Start of Document extract

Suppose that we adjust focus so Orwell appears not as a political thinker but a moralist, by which I mean what he meant: one who tries to teach others to behave correctly. (Orwell himself wouldn’t have approved of this new focus: after all, he had claimed that Dickens’s message was diminished by the lack of “politics.” Yet he recognised the enduring force of Dickens’s “almost exclusively moral” critique and lauded the fact that he was a prisoner of no ideology.)
In a review written in 1935, Orwell painted a graphic picture of a bisected wasp on a plate. Unaware of its tragic loss, the wasp goes on eating, jam spewing from its oesophagus. The severed abdomen represents man’s spirituality. Shorn of his “soul,” he continues to gorge on sensual gratification which is, in the literal sense, unfulfilling. In Coming Up for Air, George Bowling buys a frankfurter for lunch and reflects disgustedly “it gave me the feeling I’d bitten into the modern world…rotten fish in a rubber skin. Bombs of filth bursting in your mouth.”

End of Document extract
Start of Information supplied

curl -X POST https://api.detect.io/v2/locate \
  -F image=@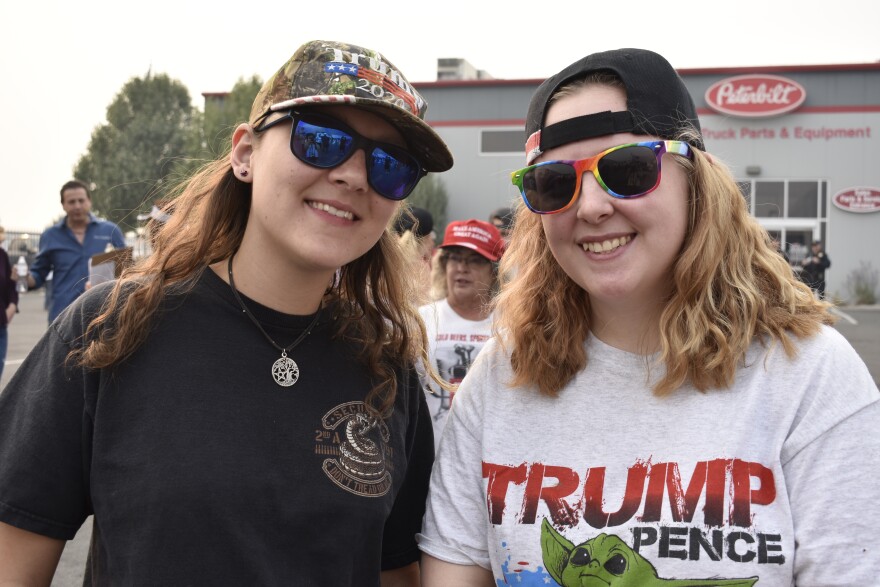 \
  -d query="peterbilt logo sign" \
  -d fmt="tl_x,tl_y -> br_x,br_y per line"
831,187 -> 880,213
706,75 -> 807,118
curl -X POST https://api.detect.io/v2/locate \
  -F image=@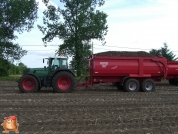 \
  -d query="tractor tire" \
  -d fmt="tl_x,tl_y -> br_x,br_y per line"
52,71 -> 75,93
124,78 -> 140,92
141,79 -> 155,92
169,79 -> 178,85
115,82 -> 123,90
18,75 -> 39,93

End of Information supplied

* Work to complete:
**1.** In the passage on Orwell as a moralist, in what year did Orwell write the review describing the bisected wasp?
**2.** List every person or fictional character named in the passage on Orwell as a moralist, in order of first mention.
**3.** Resume the passage on Orwell as a moralist after its final sentence, carrying its argument forward.

* Answer list:
**1.** 1935

**2.** Orwell, Dickens, George Bowling

**3.**
Since his days in Burma, Orwell had feared that with Christianity in irreversible decline, the values that held a democratic society together would become collateral damage, leaving democracy dangerously vulnerable. Modern man, he concluded, must forsake the dead wood of Christian dogma but re-establish its core ideal: the brotherhood of all men based on common decency.
A year later, while on a commission to write about poverty and unemployment, Orwell had an epiphany: he saw his core ideals in action. The northern working class was living out these values. This was true socialism—common decency when “all the nonsense is stripped off”—and in Wigan Pier he declared himself a democratic socialist. But in reality his socialism was primarily an “instrument of justice.” In The Bonfire of the Vanities, Tom Wolfe’s judge declares that democratic law represents an attempt to codify the principles of decency. “And decency,” he goes on, “is not a deal, an angle, a contract or a hustle. Decency is… in your bones.”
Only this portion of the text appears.